* _Task goal_
Rewrite the listing below, starting at the line containing "In the photo above, where can the bush" and ending at the end of the listing, with "pink crop top" replaced by "pink tank top" and everything else unchanged.

>>>

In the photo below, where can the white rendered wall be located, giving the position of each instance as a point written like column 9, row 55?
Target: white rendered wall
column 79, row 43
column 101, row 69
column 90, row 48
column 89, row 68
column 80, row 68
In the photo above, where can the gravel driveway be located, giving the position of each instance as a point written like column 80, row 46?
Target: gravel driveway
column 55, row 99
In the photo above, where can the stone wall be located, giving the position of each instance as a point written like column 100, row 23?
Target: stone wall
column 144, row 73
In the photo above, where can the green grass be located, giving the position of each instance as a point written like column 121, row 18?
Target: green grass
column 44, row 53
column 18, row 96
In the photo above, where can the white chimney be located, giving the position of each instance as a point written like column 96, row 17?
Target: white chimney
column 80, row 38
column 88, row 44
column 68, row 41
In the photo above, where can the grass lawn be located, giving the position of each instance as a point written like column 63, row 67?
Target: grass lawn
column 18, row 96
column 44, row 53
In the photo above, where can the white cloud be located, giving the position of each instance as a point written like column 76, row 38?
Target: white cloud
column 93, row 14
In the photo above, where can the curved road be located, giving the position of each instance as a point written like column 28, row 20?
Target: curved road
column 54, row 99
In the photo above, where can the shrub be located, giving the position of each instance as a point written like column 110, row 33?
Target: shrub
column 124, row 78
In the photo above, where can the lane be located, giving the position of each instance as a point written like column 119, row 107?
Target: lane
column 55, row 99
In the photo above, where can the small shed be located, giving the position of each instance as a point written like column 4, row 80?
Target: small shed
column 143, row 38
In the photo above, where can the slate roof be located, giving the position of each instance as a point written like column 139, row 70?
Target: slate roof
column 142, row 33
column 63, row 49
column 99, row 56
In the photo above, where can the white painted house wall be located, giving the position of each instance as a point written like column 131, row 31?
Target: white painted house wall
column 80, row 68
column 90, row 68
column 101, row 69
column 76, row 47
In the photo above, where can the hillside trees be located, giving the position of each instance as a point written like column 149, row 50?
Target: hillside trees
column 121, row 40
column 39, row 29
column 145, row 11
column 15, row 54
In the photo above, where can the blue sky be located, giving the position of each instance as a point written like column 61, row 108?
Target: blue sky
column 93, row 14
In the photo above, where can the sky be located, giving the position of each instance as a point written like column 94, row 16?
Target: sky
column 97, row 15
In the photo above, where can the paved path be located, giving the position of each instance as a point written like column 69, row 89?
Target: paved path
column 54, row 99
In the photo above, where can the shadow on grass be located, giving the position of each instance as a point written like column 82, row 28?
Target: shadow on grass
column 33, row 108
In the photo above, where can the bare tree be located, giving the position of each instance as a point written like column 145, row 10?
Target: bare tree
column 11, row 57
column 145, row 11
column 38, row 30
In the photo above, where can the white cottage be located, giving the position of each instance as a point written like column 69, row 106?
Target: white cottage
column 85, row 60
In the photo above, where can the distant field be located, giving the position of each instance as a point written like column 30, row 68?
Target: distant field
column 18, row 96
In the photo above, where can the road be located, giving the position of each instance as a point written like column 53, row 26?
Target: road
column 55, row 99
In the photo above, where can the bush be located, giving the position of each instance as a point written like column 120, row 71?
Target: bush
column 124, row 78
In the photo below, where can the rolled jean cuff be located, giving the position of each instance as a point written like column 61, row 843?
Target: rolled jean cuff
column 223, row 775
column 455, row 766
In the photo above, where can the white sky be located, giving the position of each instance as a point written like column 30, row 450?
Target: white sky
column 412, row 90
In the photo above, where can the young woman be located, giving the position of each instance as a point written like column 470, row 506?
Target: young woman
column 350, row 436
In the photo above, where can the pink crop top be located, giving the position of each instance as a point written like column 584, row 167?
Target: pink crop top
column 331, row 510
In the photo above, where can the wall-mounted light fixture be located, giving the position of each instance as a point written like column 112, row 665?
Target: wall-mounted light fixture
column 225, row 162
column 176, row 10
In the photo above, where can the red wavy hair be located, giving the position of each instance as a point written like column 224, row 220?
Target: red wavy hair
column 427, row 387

<<<

* _Written solution_
In the photo above, where can the bush be located, giving the position of each instance as a point written like column 120, row 71?
Target: bush
column 124, row 78
In the photo below, where can the rolled jean cuff be located, giving the position of each instance as a point written like column 61, row 843?
Target: rolled jean cuff
column 223, row 775
column 455, row 766
In the photo above, where can the white sky be located, giving the position of each instance as a point written like column 30, row 450?
Target: white sky
column 412, row 90
In the photo above, where can the young woman be located, giving the position of each instance as a point written like column 470, row 506?
Target: young woman
column 350, row 436
In the photo above, where can the pink tank top be located, giving the position of each instance as a point written like column 584, row 167?
Target: pink tank top
column 331, row 510
In the photo above, where can the wall-mounted light fixture be located, giving the position of each instance as a point written like column 112, row 665?
Target: wall-mounted light fixture
column 225, row 162
column 176, row 10
In the photo above, where can the red wavy hair be located, giving the position of each instance as a point written like column 224, row 220?
Target: red wavy hair
column 427, row 387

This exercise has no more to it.